### [TASK ITEM]
Transcribe the records word for word, beginning with the first line and ending with the line that contains "the beige wall?"; include nothing else.

### [ENTRIES SUPPLIED]
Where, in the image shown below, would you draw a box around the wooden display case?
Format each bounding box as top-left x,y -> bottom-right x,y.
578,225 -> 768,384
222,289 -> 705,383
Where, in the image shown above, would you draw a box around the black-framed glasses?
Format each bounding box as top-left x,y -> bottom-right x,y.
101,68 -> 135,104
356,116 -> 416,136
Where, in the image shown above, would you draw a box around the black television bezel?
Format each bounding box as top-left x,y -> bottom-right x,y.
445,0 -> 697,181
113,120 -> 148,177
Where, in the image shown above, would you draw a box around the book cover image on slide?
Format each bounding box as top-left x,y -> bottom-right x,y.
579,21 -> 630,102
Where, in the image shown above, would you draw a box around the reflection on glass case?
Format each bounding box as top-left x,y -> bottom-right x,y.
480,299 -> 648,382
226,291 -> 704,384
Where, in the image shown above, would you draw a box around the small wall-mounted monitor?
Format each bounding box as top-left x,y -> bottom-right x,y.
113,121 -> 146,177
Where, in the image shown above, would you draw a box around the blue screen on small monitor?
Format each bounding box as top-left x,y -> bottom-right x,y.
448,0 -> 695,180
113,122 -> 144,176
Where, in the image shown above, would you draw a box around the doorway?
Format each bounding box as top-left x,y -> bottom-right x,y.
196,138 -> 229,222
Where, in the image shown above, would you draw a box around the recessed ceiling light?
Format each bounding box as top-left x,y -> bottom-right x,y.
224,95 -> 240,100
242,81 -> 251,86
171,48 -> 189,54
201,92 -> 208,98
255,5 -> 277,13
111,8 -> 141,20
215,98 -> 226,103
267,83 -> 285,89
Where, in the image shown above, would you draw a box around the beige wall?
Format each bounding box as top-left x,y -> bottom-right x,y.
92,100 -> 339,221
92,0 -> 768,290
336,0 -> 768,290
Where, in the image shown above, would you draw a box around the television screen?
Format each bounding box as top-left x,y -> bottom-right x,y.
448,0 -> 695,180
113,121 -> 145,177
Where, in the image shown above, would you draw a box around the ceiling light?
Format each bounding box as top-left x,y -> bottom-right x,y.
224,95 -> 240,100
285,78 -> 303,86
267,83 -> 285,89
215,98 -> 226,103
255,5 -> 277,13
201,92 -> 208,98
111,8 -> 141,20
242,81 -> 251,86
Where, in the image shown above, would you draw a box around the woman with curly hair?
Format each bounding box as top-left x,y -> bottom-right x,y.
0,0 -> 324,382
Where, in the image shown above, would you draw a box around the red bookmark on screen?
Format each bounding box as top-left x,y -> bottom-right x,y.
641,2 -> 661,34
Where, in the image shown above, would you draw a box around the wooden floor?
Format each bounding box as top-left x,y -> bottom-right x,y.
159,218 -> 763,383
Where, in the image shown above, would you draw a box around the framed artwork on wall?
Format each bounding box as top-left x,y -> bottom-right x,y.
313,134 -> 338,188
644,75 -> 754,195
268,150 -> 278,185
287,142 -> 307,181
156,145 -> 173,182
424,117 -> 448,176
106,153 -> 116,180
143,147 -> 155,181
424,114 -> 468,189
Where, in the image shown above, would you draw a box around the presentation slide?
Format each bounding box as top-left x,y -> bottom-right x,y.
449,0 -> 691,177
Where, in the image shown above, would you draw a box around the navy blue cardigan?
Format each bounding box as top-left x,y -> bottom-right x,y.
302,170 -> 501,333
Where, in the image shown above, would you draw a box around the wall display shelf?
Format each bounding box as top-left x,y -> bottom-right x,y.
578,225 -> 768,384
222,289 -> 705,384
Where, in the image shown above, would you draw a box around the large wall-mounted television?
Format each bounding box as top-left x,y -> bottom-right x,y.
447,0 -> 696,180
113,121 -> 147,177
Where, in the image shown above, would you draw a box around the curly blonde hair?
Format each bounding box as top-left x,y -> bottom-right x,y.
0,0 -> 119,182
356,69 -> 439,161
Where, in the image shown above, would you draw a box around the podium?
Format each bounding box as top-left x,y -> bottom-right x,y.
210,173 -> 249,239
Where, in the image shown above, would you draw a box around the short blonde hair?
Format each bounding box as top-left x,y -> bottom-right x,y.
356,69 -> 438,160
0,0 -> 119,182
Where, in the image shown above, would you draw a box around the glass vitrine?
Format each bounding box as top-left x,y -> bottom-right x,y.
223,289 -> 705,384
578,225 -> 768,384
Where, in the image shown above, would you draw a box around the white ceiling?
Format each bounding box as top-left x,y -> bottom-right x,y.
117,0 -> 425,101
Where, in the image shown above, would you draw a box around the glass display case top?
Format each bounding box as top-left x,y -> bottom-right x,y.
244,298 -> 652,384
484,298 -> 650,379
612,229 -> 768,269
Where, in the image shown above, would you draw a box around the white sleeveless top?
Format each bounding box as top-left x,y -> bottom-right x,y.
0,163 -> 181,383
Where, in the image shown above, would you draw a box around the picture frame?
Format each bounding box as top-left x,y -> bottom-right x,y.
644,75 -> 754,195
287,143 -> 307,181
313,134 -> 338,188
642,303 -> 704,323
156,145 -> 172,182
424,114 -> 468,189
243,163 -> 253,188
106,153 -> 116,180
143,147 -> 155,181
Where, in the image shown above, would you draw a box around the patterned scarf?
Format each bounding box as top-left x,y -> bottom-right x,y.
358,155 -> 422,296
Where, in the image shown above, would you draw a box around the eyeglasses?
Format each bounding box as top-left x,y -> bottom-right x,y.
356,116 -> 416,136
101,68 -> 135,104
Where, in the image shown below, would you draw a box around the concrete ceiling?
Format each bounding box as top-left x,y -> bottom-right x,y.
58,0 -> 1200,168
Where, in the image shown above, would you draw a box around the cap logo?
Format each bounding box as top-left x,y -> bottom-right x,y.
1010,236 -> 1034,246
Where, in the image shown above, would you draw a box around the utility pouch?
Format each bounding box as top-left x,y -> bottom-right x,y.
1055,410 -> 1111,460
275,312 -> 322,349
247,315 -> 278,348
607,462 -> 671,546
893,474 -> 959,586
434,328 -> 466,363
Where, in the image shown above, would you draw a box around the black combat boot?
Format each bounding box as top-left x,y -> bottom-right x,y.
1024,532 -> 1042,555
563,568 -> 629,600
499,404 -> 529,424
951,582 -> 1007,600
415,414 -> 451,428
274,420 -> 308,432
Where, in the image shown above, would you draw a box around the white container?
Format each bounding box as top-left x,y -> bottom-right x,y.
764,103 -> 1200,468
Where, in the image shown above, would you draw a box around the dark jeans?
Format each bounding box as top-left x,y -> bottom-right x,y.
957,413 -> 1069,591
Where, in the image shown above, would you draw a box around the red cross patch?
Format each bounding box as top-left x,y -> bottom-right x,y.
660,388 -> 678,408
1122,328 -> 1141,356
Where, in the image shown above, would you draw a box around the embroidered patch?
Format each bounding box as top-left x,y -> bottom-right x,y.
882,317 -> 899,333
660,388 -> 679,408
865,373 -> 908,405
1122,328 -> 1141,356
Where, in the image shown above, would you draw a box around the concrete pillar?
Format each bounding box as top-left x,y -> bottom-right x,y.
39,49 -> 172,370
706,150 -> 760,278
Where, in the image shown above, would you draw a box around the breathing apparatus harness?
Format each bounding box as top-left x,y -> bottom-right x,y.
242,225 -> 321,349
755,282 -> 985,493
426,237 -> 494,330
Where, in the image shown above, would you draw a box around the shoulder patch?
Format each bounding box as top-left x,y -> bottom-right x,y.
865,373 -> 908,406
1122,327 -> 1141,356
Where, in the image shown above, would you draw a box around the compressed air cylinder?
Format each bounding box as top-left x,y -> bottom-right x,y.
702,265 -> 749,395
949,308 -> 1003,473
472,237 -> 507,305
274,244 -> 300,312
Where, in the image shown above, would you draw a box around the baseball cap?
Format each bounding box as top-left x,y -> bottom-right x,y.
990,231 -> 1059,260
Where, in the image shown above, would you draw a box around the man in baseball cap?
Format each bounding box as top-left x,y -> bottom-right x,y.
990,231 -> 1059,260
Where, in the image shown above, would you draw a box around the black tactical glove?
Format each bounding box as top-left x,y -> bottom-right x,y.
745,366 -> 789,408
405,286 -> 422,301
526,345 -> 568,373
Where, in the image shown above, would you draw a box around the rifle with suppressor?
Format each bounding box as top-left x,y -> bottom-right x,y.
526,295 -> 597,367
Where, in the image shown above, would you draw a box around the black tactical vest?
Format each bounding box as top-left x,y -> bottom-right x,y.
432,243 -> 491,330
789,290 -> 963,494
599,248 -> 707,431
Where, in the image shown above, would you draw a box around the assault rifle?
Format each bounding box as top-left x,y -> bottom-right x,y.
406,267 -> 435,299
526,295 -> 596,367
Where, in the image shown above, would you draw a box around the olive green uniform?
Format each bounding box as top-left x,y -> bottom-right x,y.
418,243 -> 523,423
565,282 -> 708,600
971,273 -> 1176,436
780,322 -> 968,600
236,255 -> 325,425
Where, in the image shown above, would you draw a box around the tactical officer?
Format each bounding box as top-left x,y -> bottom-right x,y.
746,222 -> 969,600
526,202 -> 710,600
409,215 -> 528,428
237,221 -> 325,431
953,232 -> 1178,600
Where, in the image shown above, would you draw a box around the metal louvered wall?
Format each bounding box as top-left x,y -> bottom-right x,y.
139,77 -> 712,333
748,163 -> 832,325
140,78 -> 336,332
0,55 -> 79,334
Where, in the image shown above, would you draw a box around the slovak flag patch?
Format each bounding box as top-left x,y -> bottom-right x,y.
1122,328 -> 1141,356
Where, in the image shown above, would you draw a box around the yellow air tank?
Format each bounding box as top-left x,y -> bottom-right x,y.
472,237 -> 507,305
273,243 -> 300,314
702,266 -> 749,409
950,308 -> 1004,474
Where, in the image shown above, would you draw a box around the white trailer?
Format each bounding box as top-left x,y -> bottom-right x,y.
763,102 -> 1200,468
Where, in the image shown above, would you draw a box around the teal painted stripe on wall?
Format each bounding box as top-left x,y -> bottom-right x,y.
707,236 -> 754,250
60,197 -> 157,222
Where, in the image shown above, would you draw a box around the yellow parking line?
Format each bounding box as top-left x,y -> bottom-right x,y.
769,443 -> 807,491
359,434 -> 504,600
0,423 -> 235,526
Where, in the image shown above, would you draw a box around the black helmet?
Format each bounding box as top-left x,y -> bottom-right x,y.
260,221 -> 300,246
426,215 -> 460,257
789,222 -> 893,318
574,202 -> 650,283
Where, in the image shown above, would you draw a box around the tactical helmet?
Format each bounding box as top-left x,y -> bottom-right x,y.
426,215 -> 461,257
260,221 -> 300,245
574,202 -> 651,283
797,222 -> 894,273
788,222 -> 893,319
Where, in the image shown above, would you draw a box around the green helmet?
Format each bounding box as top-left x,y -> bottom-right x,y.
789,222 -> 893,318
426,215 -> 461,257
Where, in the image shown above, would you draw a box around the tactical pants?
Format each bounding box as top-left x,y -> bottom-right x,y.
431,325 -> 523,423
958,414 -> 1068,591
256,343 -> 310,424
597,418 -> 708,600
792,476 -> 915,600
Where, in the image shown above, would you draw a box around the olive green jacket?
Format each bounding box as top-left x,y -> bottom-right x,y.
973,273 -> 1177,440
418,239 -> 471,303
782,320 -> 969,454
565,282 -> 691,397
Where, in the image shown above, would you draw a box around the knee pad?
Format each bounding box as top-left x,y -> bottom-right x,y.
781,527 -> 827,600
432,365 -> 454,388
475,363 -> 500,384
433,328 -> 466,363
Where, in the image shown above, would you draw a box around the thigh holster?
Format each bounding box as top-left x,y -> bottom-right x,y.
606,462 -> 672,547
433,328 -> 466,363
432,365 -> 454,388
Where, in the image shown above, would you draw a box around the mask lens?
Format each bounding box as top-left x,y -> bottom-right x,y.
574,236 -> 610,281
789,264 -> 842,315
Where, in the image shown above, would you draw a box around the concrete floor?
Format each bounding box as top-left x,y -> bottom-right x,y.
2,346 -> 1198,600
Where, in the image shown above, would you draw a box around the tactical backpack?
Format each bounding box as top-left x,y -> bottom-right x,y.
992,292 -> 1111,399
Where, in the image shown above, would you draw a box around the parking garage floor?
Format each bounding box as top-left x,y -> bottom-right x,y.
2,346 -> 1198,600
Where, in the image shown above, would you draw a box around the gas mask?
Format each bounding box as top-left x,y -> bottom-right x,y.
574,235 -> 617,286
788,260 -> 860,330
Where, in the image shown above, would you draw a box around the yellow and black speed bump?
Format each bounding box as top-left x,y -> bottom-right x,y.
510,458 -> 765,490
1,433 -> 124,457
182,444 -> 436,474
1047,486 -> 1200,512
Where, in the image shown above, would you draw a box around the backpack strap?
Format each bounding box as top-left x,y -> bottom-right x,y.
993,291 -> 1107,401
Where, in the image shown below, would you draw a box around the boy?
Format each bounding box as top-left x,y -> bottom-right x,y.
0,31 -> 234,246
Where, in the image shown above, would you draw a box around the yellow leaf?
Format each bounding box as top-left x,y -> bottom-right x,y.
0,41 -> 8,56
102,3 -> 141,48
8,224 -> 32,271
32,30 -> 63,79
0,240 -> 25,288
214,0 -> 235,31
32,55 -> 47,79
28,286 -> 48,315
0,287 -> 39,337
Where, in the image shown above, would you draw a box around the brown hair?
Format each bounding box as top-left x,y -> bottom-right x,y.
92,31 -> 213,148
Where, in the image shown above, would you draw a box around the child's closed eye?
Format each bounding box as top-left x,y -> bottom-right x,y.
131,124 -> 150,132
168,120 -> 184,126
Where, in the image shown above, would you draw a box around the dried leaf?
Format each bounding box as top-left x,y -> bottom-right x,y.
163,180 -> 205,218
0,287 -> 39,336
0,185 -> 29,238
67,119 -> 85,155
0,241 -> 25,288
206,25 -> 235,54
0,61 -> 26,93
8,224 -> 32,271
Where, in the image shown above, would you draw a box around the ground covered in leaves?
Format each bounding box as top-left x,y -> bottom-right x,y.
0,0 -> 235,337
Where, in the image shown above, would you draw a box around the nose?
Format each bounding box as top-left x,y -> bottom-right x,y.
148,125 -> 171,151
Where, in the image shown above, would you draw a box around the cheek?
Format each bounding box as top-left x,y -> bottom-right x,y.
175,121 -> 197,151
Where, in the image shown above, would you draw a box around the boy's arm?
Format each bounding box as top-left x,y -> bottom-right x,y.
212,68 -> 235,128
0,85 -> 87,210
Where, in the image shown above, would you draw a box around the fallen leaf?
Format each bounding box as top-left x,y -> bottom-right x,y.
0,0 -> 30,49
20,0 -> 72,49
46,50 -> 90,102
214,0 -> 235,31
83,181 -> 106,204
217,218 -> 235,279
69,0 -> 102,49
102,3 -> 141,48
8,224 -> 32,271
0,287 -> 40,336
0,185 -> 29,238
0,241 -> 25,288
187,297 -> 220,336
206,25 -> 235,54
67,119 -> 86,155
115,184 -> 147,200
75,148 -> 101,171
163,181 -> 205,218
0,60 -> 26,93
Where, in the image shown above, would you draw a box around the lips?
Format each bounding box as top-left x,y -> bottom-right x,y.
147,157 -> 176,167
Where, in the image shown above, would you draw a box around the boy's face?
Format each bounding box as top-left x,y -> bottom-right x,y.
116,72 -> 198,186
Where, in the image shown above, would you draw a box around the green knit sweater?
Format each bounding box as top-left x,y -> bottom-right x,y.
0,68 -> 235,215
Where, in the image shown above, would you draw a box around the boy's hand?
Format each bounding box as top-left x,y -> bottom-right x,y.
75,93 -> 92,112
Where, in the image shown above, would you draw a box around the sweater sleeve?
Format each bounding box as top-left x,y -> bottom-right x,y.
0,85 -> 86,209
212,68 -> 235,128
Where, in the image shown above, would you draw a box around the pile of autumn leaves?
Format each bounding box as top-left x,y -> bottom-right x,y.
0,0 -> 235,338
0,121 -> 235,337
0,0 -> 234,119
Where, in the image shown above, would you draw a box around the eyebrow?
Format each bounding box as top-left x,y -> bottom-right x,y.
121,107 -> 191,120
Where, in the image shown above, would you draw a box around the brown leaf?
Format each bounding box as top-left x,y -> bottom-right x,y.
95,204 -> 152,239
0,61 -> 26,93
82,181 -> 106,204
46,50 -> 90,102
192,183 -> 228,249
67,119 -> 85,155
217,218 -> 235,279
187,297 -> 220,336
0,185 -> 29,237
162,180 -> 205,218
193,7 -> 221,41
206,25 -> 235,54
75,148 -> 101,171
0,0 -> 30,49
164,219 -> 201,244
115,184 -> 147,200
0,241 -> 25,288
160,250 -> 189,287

### [EXERCISE SOLUTION]
Where, in the image shown below, would you draw a box around the wooden display case?
Format each bounding box as top-left x,y -> bottom-right x,y.
578,225 -> 768,384
222,289 -> 705,383
Where, in the image shown above, would you draw a box around the black-framed glasses?
Format each bounding box as top-left x,y -> bottom-right x,y.
101,68 -> 135,104
356,116 -> 416,136
Where, in the image shown above, would you draw a box around the black television bezel?
Format each bounding box as top-left x,y -> bottom-right x,y.
445,0 -> 697,181
113,120 -> 148,177
Where, in the image shown above, would you draw a box around the book cover image on slide?
Format each bounding box as top-left x,y -> bottom-right x,y.
579,21 -> 630,102
Where, in the image shown above, would you draw a box around the reflection on glass case?
Format each bounding box as top-left x,y -> bottom-right x,y.
480,299 -> 648,382
226,291 -> 704,384
Where, in the image shown above, would you draw a box around the small wall-mounted monitor?
Format each bounding box as top-left x,y -> bottom-right x,y.
113,121 -> 146,177
Where, in the image shown above, would you draw a box around the blue screen on small monitor?
Format each bounding box as top-left x,y -> bottom-right x,y.
448,0 -> 695,180
113,122 -> 144,176
Where, in the image shown above, would you draw a box around the doorway?
Format each bounding box as top-left x,y -> bottom-right x,y.
196,138 -> 229,222
Where, in the image shown above, would you draw a box around the recessed ceiling light?
Format each bounding box as top-left x,y -> bottom-right x,y.
224,95 -> 240,100
242,81 -> 251,86
171,48 -> 189,54
201,92 -> 208,98
255,5 -> 277,13
111,8 -> 141,20
215,98 -> 226,103
267,83 -> 285,89
Where, in the image shown above, would you draw a box around the beige wall?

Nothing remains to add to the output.